» **EXERCISE INSTRUCTIONS**: Write out the records from the start up to and including the line with "[(358, 53), (245, 117), (475, 191), (592, 43)]", requests and all, raising every point coordinate in the answers by 22.
---------------
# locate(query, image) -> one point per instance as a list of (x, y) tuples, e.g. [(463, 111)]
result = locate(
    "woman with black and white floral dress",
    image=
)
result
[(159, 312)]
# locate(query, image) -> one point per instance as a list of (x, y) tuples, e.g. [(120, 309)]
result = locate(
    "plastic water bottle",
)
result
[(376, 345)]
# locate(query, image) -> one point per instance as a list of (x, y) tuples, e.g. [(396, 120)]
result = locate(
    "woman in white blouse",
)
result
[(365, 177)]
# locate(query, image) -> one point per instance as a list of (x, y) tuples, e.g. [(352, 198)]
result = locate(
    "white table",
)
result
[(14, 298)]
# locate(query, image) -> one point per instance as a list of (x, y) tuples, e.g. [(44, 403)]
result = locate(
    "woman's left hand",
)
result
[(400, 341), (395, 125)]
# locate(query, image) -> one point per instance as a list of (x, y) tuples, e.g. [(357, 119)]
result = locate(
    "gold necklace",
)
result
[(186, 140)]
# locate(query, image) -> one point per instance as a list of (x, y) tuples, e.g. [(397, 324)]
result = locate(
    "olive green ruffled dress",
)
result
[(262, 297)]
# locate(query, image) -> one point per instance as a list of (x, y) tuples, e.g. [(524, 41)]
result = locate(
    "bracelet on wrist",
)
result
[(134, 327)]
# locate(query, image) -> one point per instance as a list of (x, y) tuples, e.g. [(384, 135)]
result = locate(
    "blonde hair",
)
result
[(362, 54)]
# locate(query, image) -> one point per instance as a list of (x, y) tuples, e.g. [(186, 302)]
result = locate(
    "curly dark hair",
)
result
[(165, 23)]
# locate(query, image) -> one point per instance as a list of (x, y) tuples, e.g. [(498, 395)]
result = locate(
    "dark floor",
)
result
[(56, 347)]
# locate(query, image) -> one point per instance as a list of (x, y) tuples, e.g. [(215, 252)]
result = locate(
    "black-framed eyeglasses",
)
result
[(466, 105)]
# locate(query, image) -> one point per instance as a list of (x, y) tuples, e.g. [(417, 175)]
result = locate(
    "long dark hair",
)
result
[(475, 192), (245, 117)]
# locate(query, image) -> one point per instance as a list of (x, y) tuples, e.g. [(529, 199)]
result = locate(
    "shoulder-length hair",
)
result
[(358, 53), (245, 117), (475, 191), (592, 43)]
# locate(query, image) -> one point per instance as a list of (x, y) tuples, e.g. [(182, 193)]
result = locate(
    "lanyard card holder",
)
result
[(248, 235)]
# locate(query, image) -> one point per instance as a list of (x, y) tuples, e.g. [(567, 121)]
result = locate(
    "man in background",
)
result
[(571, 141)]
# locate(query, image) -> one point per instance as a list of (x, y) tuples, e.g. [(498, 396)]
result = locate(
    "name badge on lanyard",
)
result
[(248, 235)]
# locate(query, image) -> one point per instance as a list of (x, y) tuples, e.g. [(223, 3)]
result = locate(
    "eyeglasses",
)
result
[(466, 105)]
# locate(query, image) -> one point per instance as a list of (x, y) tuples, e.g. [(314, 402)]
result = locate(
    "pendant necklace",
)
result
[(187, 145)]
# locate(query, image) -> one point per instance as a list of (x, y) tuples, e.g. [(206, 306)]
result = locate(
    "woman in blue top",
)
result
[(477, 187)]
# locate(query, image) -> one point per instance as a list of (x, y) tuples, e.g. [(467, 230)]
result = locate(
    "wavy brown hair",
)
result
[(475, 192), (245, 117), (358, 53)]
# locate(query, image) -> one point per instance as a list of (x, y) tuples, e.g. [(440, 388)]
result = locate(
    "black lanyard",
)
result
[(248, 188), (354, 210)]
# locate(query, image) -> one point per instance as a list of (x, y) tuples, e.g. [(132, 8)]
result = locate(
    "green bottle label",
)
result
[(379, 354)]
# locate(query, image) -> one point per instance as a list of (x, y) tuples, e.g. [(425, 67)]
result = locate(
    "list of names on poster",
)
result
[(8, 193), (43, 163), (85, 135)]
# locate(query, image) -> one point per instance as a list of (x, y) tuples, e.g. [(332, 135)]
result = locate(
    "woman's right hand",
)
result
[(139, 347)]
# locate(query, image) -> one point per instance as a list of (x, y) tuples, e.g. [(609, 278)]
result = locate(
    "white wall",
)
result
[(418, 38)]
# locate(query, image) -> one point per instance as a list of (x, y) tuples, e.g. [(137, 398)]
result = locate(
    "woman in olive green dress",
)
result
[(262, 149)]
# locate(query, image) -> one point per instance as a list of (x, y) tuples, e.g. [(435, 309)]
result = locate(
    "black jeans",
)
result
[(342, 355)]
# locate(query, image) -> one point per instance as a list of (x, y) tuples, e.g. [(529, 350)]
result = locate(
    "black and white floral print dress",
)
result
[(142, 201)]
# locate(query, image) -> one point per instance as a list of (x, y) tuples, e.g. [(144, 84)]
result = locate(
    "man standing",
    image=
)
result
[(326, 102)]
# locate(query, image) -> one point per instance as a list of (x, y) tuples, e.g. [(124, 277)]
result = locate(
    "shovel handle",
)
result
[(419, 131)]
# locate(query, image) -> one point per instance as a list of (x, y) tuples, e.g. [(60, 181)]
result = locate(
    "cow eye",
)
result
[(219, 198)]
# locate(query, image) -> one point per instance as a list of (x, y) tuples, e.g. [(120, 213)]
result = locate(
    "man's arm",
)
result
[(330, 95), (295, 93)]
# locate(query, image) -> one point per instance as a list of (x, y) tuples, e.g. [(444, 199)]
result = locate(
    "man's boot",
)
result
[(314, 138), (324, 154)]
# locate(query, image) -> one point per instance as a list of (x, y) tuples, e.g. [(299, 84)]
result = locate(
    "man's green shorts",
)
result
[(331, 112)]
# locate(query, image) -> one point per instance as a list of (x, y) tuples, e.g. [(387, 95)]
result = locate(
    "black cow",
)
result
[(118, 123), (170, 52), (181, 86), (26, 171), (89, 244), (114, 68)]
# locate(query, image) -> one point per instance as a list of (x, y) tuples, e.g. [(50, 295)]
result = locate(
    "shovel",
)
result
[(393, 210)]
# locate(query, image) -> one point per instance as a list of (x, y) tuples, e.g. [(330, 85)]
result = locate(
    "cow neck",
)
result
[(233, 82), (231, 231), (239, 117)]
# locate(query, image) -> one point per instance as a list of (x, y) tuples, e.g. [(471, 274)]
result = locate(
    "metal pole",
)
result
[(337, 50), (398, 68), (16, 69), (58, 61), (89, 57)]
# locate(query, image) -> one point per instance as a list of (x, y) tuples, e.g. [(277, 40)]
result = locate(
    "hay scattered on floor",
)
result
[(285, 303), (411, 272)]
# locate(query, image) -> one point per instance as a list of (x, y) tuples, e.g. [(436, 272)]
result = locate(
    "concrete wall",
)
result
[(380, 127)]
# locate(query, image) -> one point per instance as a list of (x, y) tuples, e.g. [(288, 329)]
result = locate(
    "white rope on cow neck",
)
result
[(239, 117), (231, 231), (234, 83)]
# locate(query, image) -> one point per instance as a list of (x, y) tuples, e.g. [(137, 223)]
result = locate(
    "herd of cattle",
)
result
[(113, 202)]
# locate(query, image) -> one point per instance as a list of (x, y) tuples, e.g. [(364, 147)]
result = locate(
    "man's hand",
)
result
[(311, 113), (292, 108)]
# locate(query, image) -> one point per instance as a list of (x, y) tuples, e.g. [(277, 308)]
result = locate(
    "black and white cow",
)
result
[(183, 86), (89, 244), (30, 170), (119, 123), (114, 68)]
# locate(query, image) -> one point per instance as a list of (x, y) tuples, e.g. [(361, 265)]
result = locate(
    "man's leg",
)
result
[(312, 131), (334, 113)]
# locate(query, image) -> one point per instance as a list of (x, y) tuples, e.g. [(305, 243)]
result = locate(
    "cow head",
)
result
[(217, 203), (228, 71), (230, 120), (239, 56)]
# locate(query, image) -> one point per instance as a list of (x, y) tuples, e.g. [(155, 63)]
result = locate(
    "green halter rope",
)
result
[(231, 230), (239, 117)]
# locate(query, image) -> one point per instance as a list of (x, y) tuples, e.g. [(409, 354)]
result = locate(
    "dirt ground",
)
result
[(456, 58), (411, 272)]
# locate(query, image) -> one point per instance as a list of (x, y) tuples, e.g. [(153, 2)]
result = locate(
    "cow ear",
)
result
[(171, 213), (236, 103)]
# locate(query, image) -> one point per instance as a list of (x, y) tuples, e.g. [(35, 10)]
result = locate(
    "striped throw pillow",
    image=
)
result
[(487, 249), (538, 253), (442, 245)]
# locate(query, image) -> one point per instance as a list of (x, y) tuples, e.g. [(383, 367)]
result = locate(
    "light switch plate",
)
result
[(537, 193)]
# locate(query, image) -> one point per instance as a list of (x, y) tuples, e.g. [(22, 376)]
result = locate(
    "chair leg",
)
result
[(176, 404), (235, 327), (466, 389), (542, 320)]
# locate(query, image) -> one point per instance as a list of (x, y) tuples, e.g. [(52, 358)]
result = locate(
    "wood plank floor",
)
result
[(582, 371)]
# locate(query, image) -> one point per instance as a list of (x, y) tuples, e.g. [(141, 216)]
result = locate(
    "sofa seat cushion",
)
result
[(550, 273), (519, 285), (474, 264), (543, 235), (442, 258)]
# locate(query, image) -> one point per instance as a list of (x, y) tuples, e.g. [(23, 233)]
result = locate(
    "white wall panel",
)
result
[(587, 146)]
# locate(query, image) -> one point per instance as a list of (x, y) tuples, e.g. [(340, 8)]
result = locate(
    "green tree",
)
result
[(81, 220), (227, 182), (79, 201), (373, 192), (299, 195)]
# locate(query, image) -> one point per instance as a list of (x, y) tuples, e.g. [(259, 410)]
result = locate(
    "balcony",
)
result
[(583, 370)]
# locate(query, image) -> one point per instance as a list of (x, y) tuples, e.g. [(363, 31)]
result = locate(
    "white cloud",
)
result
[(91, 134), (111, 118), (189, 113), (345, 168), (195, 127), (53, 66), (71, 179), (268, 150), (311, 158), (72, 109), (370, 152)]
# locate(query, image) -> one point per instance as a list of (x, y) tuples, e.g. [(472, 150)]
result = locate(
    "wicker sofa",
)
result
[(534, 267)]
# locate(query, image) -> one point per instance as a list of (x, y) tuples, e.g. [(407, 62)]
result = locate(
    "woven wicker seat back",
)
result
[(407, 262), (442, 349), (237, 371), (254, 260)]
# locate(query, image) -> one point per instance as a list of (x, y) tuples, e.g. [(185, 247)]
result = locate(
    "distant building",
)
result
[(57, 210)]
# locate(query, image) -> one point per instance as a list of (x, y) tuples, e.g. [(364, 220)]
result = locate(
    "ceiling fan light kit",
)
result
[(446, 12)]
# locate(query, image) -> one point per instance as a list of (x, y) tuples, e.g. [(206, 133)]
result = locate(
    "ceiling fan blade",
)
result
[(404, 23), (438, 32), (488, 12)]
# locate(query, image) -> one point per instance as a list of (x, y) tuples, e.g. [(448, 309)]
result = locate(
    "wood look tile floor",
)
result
---------------
» **EXERCISE SOLUTION**:
# locate(query, image) -> one point per instance as a list of (x, y) tuples, e.g. [(463, 111)]
result = locate(
    "woman with black and white floral dress",
    image=
)
result
[(181, 334)]
# locate(query, image) -> one point per instance as a list of (x, y) tuples, e.g. [(120, 309)]
result = locate(
    "plastic water bottle",
)
result
[(398, 367)]
# locate(query, image) -> one point per instance as a list of (x, y) tuples, e.g. [(396, 120)]
result = locate(
    "woman in white blouse",
)
result
[(387, 199)]
# locate(query, image) -> one point per instance as a list of (x, y) tuples, e.g. [(352, 198)]
result = locate(
    "white table",
)
result
[(36, 320)]
# locate(query, image) -> one point per instance as a list of (x, y) tuples, e.g. [(44, 403)]
result = locate(
    "woman's left hand",
)
result
[(422, 363), (417, 147)]
# locate(query, image) -> one point per instance as a list of (x, y) tuples, e.g. [(357, 119)]
result = locate(
    "gold necklace",
)
result
[(208, 162)]
# locate(query, image) -> one point per instance as a list of (x, y) tuples, e.g. [(397, 324)]
result = locate(
    "olive green ruffled dress",
)
result
[(284, 319)]
# locate(query, image) -> one point per instance as a list of (x, y) tuples, e.g. [(524, 41)]
result = locate(
    "bracelet on wrist",
)
result
[(156, 349)]
# locate(query, image) -> one point per instance as a list of (x, y) tuples, e.g. [(384, 135)]
result = locate(
    "blonde hair",
)
result
[(384, 76)]
# locate(query, image) -> one point per instance as a list of (x, y) tuples, e.g. [(186, 302)]
result = locate(
    "curly dark hair",
)
result
[(187, 45)]
# locate(query, image) -> one point per instance as a list of (x, y) tuples, e.g. [(498, 395)]
result = locate(
    "dark floor",
)
result
[(78, 369)]
# locate(query, image) -> one point per instance as a list of (x, y) tuples, e.g. [(215, 252)]
result = locate(
    "black-framed eyeglasses",
)
result
[(488, 127)]
# locate(query, image) -> one point per instance as a list of (x, y) tuples, e.g. [(417, 175)]
result = locate(
    "long dark hair",
)
result
[(497, 214), (267, 139)]
# locate(query, image) -> one point per instance as a list of (x, y) tuples, e.g. [(529, 199)]
result = locate(
    "shoulder-length hair",
)
result
[(380, 75), (267, 139), (497, 213), (614, 65)]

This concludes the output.